**THE PROBLEM**:
Copy the data below word for word, starting at its first line and ending at the line that contains "(1296, 531)".

**DATA FOR THE TASK**:
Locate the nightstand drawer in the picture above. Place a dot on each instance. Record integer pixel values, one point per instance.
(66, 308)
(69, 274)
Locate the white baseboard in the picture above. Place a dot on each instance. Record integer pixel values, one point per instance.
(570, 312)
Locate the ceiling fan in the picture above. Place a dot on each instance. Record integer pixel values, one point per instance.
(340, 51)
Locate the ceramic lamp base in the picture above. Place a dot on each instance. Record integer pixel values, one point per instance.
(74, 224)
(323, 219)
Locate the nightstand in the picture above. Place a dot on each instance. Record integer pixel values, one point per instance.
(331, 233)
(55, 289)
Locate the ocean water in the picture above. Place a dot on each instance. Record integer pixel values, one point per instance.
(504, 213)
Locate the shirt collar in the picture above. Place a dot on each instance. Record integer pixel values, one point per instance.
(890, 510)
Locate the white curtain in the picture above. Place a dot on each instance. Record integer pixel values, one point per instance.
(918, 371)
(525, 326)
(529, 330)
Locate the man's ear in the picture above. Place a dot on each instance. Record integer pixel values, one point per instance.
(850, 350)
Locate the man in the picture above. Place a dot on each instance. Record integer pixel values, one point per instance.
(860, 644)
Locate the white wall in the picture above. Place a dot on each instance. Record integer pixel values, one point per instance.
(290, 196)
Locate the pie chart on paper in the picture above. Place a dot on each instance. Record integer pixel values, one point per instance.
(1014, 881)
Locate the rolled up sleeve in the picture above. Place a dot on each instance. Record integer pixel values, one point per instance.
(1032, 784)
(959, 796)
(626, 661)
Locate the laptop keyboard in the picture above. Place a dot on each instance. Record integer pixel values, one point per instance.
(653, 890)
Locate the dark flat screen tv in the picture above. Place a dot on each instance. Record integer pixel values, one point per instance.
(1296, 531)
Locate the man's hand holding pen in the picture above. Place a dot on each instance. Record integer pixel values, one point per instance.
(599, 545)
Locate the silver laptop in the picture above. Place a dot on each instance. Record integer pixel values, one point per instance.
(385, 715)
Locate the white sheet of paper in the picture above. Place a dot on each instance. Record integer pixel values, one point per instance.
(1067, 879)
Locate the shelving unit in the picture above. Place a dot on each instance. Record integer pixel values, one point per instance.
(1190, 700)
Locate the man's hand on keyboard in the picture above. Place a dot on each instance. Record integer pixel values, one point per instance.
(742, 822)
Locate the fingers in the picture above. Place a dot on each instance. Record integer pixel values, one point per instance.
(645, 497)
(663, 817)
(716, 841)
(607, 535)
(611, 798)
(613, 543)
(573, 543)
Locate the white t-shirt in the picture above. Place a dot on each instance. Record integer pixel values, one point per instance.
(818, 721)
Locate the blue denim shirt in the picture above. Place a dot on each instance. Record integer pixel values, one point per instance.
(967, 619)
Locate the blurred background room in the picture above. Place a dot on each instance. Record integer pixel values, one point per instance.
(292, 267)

**EXERCISE RESPONSE**:
Locate the nightstand drawer in the picture above. Place a dot on each instance. Record integer pixel values, one point per instance.
(66, 308)
(69, 274)
Locate the white baseboard in the picture above. Place a dot on each instance. Record integer pixel values, one point per instance.
(570, 312)
Locate the ceiling fan in the picture above. Place a dot on each instance. Record integer pixel values, one point per instance.
(340, 51)
Locate the ceramic lamp base in the picture above. Place a dot on each instance. Record integer pixel values, one point per instance.
(74, 224)
(323, 219)
Locate the nightstand in the picture above. Place a dot on each instance. Record integer pixel values, one point per instance.
(331, 233)
(55, 289)
Locate the ocean water in the picture above. Place a dot on each instance. Record integer pixel values, one point per instance.
(504, 213)
Locate the shirt collar in the picture above. Place a dot on each instance. Record integer pixel values, one point per instance.
(890, 510)
Locate the white curtain in the picture above. Place a dot on each instance. Record integer pixel values, one point per instance.
(918, 371)
(525, 326)
(529, 330)
Locate the man's ear in the picture above. Place a dot on each instance. Record integer pixel values, one point per instance.
(850, 350)
Locate the man in the picture above. Place a dot on each instance. Record integer pixel values, one point per instance.
(860, 644)
Locate the white wall in the picture above. Place a dot on each instance. Record integer pixel values, one point per instance.
(290, 196)
Locate the pie chart on paper in the picture above. Place a dot on each instance. Record integer pixel values, one point per instance.
(1014, 881)
Locate the rolled up sleeve in the picture above. Place a dot on each instance. Record integer pixel values, one point per instance.
(1032, 784)
(959, 796)
(626, 661)
Locate the laptop keyboard in the picture above. Place a dot on each instance. Record integer pixel values, one point per instance.
(653, 890)
Locate the dark flat screen tv in the picture above. Place a dot on each instance. Record integer pixel values, one point per instance.
(1296, 531)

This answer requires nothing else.